_EXTRACT:_
= Beginning of Section =
The more prompts given to the artificial intelligence tool ChatGPT, the less reliable it becomes, according to an Australian study.
A world-first study by the CSIRO and University of Queensland found that when ChatGPT is asked a health-related question, giving it more details reduced the accuracy of its responses to as low as 28%.
ChatGPT launched on in November 2022, and has quickly become one of the most widely used large language models (LLMs) — a form of artificial intelligence that can recognise, translate, summarise, predict and generate text.
But as they explode in popularity, there is also a growing concern that they pose a potential risk to the increasing number of people using online tools for key health information.
Scientists from CSIRO, Australia’s national science agency, and the University of Queensland explored a hypothetical scenario of an average person (non-professional health consumer) asking ChatGPT if ‘X’ treatment has a positive effect on condition ‘Y.’
The 100 questions presented ranged from ‘Can zinc help treat the common cold?’ to ‘Will drinking vinegar dissolve a stuck fish bone?’ and ChatGPT’s response was compared to the known correct response, or ‘ground truth,’ based on existing medical knowledge.
= End of Section =
_AIM OF THE EXERCISE:_
Please reproduce the passage on the CSIRO study of ChatGPT's health answers in full, word for word. The data below comes from a different source than the passage above.

_RECORDED INFORMATION:_
= Beginning of Section =
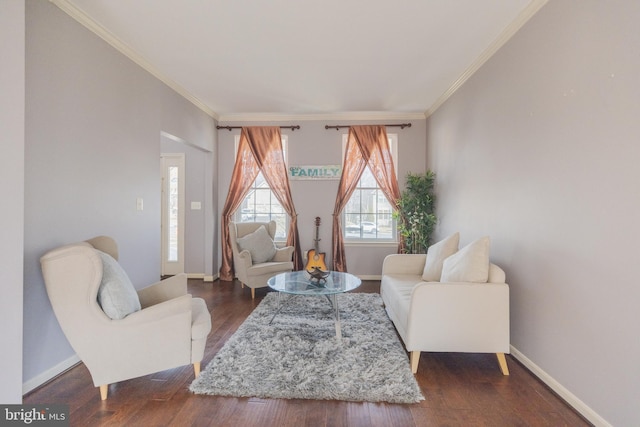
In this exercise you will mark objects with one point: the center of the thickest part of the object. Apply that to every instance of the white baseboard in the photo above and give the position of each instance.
(49, 374)
(569, 397)
(369, 277)
(202, 276)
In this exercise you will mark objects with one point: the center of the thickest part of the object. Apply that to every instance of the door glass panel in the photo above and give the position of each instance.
(172, 214)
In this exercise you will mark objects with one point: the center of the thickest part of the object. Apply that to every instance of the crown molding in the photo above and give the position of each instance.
(347, 115)
(522, 18)
(85, 20)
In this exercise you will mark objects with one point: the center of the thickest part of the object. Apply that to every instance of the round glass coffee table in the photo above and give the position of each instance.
(301, 283)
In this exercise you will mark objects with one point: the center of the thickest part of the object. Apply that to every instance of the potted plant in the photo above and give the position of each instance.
(415, 215)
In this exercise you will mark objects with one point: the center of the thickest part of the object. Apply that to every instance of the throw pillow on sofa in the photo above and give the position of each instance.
(469, 264)
(116, 295)
(259, 245)
(436, 254)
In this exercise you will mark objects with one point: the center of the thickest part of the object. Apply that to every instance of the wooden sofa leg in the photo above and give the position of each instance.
(415, 359)
(502, 361)
(104, 391)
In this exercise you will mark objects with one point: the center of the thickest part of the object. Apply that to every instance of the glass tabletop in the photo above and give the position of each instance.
(301, 283)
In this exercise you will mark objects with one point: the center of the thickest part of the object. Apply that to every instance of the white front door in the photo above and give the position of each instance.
(172, 218)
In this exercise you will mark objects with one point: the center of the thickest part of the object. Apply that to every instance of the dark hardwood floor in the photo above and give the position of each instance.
(460, 390)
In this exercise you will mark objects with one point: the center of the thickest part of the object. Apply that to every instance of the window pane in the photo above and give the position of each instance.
(368, 214)
(367, 179)
(261, 205)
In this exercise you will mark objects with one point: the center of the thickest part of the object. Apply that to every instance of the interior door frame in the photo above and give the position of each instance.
(170, 267)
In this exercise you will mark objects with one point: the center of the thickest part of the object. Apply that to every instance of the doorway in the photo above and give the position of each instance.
(173, 213)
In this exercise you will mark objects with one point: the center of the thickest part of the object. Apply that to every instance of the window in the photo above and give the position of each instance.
(368, 214)
(261, 205)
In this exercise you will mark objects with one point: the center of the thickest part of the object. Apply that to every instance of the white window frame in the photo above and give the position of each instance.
(363, 239)
(281, 231)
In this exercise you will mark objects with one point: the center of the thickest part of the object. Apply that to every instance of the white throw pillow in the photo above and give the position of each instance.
(116, 295)
(436, 254)
(259, 245)
(469, 264)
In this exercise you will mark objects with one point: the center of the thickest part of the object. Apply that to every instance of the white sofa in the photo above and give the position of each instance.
(453, 316)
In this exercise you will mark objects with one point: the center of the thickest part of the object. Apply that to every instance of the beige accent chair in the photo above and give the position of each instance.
(169, 330)
(255, 274)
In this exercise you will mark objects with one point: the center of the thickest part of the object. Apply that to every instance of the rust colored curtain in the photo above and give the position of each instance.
(260, 150)
(366, 146)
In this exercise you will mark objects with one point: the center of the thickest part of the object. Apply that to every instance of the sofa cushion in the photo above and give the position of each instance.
(436, 254)
(469, 264)
(116, 294)
(259, 244)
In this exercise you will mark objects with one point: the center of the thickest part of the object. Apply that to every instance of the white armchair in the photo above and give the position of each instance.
(165, 328)
(255, 256)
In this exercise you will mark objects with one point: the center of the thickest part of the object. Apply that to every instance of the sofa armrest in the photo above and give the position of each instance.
(157, 312)
(163, 290)
(283, 254)
(459, 316)
(404, 264)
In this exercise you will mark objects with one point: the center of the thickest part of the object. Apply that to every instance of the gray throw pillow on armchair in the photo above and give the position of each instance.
(116, 295)
(259, 245)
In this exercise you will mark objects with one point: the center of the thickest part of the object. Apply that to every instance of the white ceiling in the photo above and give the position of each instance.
(244, 59)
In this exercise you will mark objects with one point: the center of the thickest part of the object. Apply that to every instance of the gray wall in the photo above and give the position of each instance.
(312, 144)
(12, 86)
(539, 150)
(93, 135)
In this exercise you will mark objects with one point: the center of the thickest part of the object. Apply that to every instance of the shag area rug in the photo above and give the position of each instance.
(298, 356)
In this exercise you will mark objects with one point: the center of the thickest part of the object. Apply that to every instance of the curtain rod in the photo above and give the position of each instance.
(292, 127)
(337, 127)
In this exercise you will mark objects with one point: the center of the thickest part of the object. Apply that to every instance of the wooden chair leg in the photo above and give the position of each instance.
(502, 361)
(104, 391)
(415, 359)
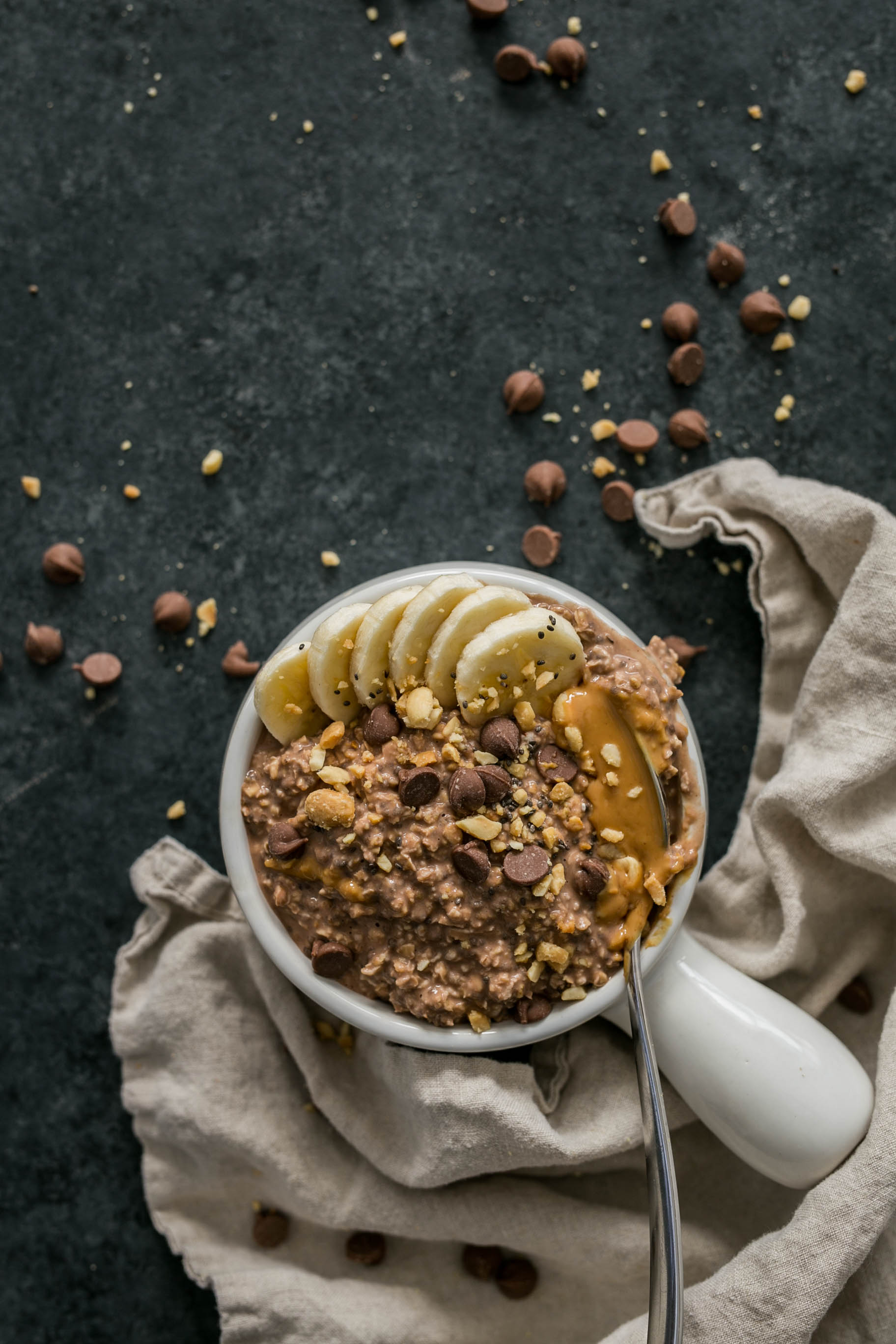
= End of Section =
_OUTPUT BELOW:_
The more prompts given to the artificial intelligence tool ChatGPT, the less reliable it becomes, according to an Australian study.
A world-first study by the CSIRO and University of Queensland found that when ChatGPT is asked a health-related question, giving it more details reduced the accuracy of its responses to as low as 28%.
ChatGPT launched on in November 2022, and has quickly become one of the most widely used large language models (LLMs) — a form of artificial intelligence that can recognise, translate, summarise, predict and generate text.
But as they explode in popularity, there is also a growing concern that they pose a potential risk to the increasing number of people using online tools for key health information.
Scientists from CSIRO, Australia’s national science agency, and the University of Queensland explored a hypothetical scenario of an average person (non-professional health consumer) asking ChatGPT if ‘X’ treatment has a positive effect on condition ‘Y.’
The 100 questions presented ranged from ‘Can zinc help treat the common cold?’ to ‘Will drinking vinegar dissolve a stuck fish bone?’ and ChatGPT’s response was compared to the known correct response, or ‘ground truth,’ based on existing medical knowledge.